=== The records ===
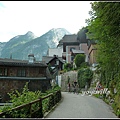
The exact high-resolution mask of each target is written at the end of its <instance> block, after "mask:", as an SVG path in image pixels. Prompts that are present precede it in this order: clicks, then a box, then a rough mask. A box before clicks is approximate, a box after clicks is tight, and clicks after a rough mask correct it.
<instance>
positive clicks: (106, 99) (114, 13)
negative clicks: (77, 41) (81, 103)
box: [86, 2, 120, 117]
mask: <svg viewBox="0 0 120 120" xmlns="http://www.w3.org/2000/svg"><path fill="white" fill-rule="evenodd" d="M89 14H90V16H91V17H90V19H87V20H86V23H87V24H88V26H87V29H88V33H87V35H88V36H89V38H90V39H91V40H97V55H96V58H97V62H98V64H99V72H100V76H101V77H100V82H101V84H102V85H103V86H104V87H105V88H108V89H109V90H110V94H109V95H107V96H105V97H104V100H105V101H106V102H107V103H110V102H111V100H112V103H111V106H112V107H113V109H114V111H115V114H116V115H117V116H118V117H120V42H119V41H120V22H119V16H120V3H119V2H93V3H91V11H89Z"/></svg>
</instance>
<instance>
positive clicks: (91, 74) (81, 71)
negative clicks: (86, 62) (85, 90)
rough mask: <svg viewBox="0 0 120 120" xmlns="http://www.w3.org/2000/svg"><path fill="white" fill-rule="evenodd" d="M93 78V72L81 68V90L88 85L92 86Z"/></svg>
mask: <svg viewBox="0 0 120 120" xmlns="http://www.w3.org/2000/svg"><path fill="white" fill-rule="evenodd" d="M92 78H93V71H92V70H90V68H89V67H87V68H84V67H82V68H80V69H79V70H78V84H79V86H80V88H84V87H85V85H86V83H87V84H88V85H89V86H90V83H91V80H92Z"/></svg>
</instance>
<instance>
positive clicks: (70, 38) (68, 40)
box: [59, 34, 78, 44]
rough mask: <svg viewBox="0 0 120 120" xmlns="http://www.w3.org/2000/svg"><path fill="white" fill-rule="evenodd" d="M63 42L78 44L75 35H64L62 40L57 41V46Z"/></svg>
mask: <svg viewBox="0 0 120 120" xmlns="http://www.w3.org/2000/svg"><path fill="white" fill-rule="evenodd" d="M63 42H78V40H77V35H76V34H72V35H64V37H63V38H62V40H60V41H59V44H61V43H63Z"/></svg>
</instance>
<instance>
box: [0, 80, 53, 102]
mask: <svg viewBox="0 0 120 120" xmlns="http://www.w3.org/2000/svg"><path fill="white" fill-rule="evenodd" d="M26 82H28V89H29V90H30V91H37V90H40V91H41V92H45V91H46V90H48V89H50V88H51V84H50V79H43V80H42V79H40V80H15V79H12V80H11V79H10V80H9V79H0V95H1V97H2V101H1V102H6V101H8V100H9V99H10V98H9V95H8V94H7V93H9V92H12V91H14V90H18V91H22V90H23V87H24V86H25V84H26Z"/></svg>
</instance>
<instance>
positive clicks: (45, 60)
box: [42, 56, 64, 63]
mask: <svg viewBox="0 0 120 120" xmlns="http://www.w3.org/2000/svg"><path fill="white" fill-rule="evenodd" d="M57 58H58V59H59V60H60V61H61V62H62V63H64V62H63V59H62V57H57ZM52 59H54V56H43V57H42V61H45V62H46V63H49V62H50V61H51V60H52Z"/></svg>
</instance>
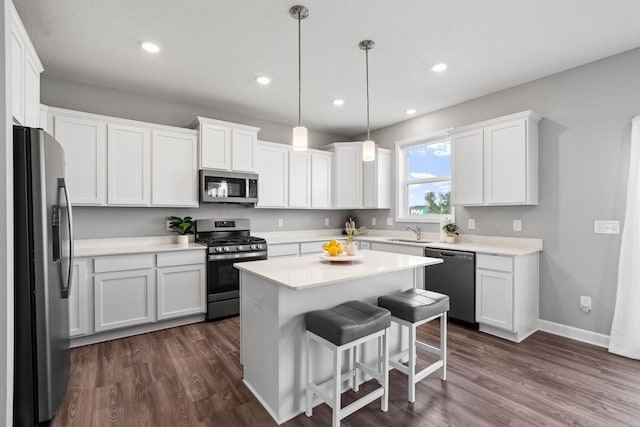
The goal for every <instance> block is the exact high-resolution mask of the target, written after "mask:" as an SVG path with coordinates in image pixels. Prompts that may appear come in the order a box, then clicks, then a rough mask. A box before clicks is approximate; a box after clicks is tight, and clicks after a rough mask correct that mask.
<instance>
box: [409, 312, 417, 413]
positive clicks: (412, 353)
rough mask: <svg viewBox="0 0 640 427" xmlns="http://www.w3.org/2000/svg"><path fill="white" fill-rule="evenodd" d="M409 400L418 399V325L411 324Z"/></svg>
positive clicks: (410, 330) (409, 350)
mask: <svg viewBox="0 0 640 427" xmlns="http://www.w3.org/2000/svg"><path fill="white" fill-rule="evenodd" d="M408 394H409V396H408V398H409V402H411V403H413V402H415V401H416V326H415V324H411V326H409V391H408Z"/></svg>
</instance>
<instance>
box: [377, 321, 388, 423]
mask: <svg viewBox="0 0 640 427" xmlns="http://www.w3.org/2000/svg"><path fill="white" fill-rule="evenodd" d="M389 331H391V328H387V330H386V332H385V334H384V335H383V336H382V342H383V344H382V348H383V349H382V351H383V354H382V366H380V371H381V372H380V373H381V374H382V387H384V394H383V395H382V402H381V409H382V412H387V409H388V408H389ZM378 358H380V353H378Z"/></svg>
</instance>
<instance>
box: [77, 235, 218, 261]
mask: <svg viewBox="0 0 640 427" xmlns="http://www.w3.org/2000/svg"><path fill="white" fill-rule="evenodd" d="M73 249H74V255H75V256H76V257H90V256H103V255H123V254H136V253H148V252H170V251H194V250H205V249H206V246H203V245H200V244H198V243H193V242H191V243H189V244H188V245H179V244H177V243H176V237H175V236H150V237H127V238H116V239H82V240H74V241H73Z"/></svg>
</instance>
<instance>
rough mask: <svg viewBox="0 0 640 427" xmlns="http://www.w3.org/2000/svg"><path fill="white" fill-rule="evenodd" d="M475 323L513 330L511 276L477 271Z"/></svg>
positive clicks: (512, 286) (478, 269) (485, 270)
mask: <svg viewBox="0 0 640 427" xmlns="http://www.w3.org/2000/svg"><path fill="white" fill-rule="evenodd" d="M476 291H477V293H478V295H477V298H476V321H478V323H484V324H485V325H491V326H495V327H497V328H502V329H506V330H509V331H510V330H512V329H513V274H511V273H504V272H501V271H491V270H483V269H480V268H479V269H477V271H476Z"/></svg>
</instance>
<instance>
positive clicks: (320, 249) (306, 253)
mask: <svg viewBox="0 0 640 427" xmlns="http://www.w3.org/2000/svg"><path fill="white" fill-rule="evenodd" d="M326 241H328V239H327V240H324V241H320V242H304V243H300V254H301V255H304V254H315V253H321V252H322V251H323V249H322V244H323V243H324V242H326Z"/></svg>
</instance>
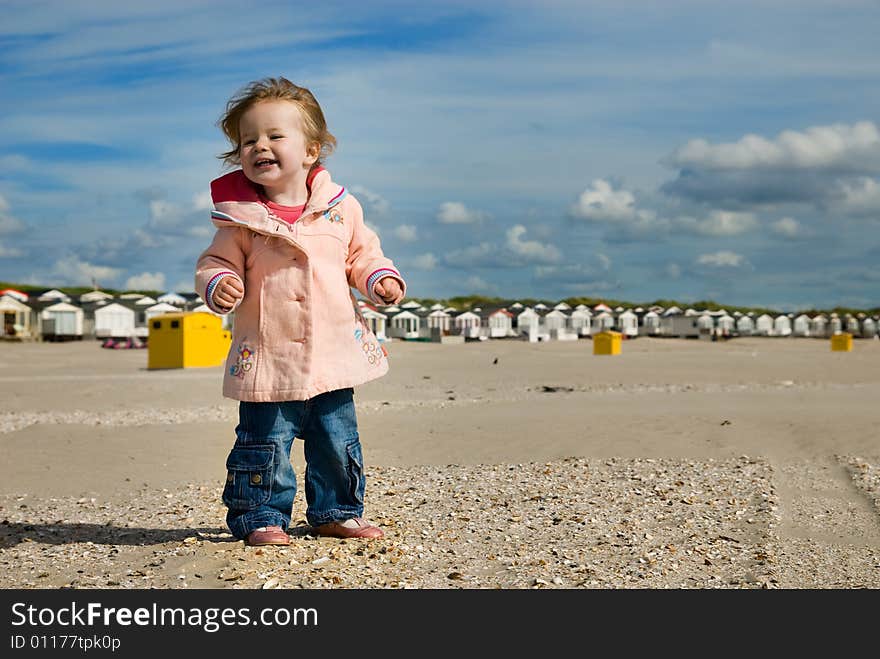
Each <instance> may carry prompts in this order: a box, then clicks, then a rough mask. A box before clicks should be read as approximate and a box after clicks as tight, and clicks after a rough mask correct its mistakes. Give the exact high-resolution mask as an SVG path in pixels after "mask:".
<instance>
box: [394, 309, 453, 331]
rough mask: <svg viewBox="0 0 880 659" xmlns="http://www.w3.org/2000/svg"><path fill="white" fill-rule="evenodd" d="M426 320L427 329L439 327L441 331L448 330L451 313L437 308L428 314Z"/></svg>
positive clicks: (450, 319)
mask: <svg viewBox="0 0 880 659" xmlns="http://www.w3.org/2000/svg"><path fill="white" fill-rule="evenodd" d="M394 317H395V318H396V317H397V316H394ZM427 322H428V329H429V330H432V329H439V330H440V331H442V332H448V331H449V328H450V327H452V315H451V314H450V313H449V312H448V311H446V309H437V311H432V312H431V313H429V314H428V318H427Z"/></svg>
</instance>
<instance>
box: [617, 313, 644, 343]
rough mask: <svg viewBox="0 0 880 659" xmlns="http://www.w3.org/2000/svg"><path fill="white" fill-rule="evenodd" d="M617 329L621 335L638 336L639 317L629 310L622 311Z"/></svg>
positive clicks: (617, 323)
mask: <svg viewBox="0 0 880 659" xmlns="http://www.w3.org/2000/svg"><path fill="white" fill-rule="evenodd" d="M617 327H618V329H619V330H620V333H621V334H623V335H625V336H638V335H639V317H638V316H636V315H635V313H633V312H632V311H630V310H629V309H627V310H626V311H621V312H620V314H618V316H617Z"/></svg>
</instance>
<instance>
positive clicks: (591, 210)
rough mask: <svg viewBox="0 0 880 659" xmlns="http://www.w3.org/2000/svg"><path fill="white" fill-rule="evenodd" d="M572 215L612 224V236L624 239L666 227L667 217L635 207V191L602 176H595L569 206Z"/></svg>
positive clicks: (585, 220) (601, 222)
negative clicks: (580, 194) (605, 180)
mask: <svg viewBox="0 0 880 659" xmlns="http://www.w3.org/2000/svg"><path fill="white" fill-rule="evenodd" d="M569 212H570V214H571V216H572V217H574V218H576V219H580V220H585V221H587V222H593V223H597V224H606V225H608V226H610V227H613V229H612V231H611V235H612V236H616V237H617V238H618V239H619V238H624V239H626V240H641V239H648V238H654V237H656V236H657V235H658V234H662V233H664V232H665V231H667V230H668V229H669V221H668V220H665V219H663V218H659V217H657V213H656V212H655V211H653V210H651V209H647V208H638V207H637V206H636V200H635V195H634V194H633V193H632V192H630V191H629V190H624V189H618V190H615V189H614V186H613V185H612V184H611V183H609V182H608V181H605V180H604V179H595V180H593V182H592V183H591V187H589V188H587V189H586V190H584V191H583V192H582V193H581V195H580V197H578V200H577V201H576V202H575V203H574V204H573V205H572V206H571V207H570V209H569Z"/></svg>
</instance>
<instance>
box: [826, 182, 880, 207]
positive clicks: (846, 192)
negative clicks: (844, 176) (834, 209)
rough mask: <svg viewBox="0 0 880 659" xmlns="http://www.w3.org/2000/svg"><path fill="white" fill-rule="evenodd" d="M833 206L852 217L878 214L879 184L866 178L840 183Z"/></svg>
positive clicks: (834, 196)
mask: <svg viewBox="0 0 880 659" xmlns="http://www.w3.org/2000/svg"><path fill="white" fill-rule="evenodd" d="M833 205H834V207H835V208H839V209H840V210H842V211H844V212H846V213H850V214H854V215H862V214H874V213H880V182H878V181H877V180H876V179H872V178H868V177H866V176H863V177H859V178H856V179H854V180H851V181H841V182H840V183H839V184H838V187H837V190H836V191H835V194H834V203H833Z"/></svg>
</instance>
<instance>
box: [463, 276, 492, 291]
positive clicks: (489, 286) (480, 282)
mask: <svg viewBox="0 0 880 659" xmlns="http://www.w3.org/2000/svg"><path fill="white" fill-rule="evenodd" d="M464 285H465V287H467V289H468V292H474V293H488V292H491V291H495V290H496V289H497V287H496V286H493V285H492V284H490V283H489V282H487V281H486V280H485V279H483V278H482V277H478V276H476V275H472V276H470V277H468V278H467V279H466V280H465V282H464Z"/></svg>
===
### Aim of the task
For the string "block", show each line of the entries above where it occurs.

### Solution for this exercise
The exact high-resolution mask of each target is written at the end of its <instance> block, after "mask:", as an SVG path in image pixels. Prompts that are present precede it in this order: clicks, then a box, then a rough mask. A box before clicks is approximate, a box after clicks is tight, and clicks after a rough mask correct it.
The goal for every <instance> block is the exact high-resolution mask of the target, written after "mask:" as an SVG path with coordinates in image pixels. Prompts that may appear come in the order a box, then clicks, then a rough mask. A box before clicks is approximate; a box after clicks is tight, and clicks after a rough mask correct that mask.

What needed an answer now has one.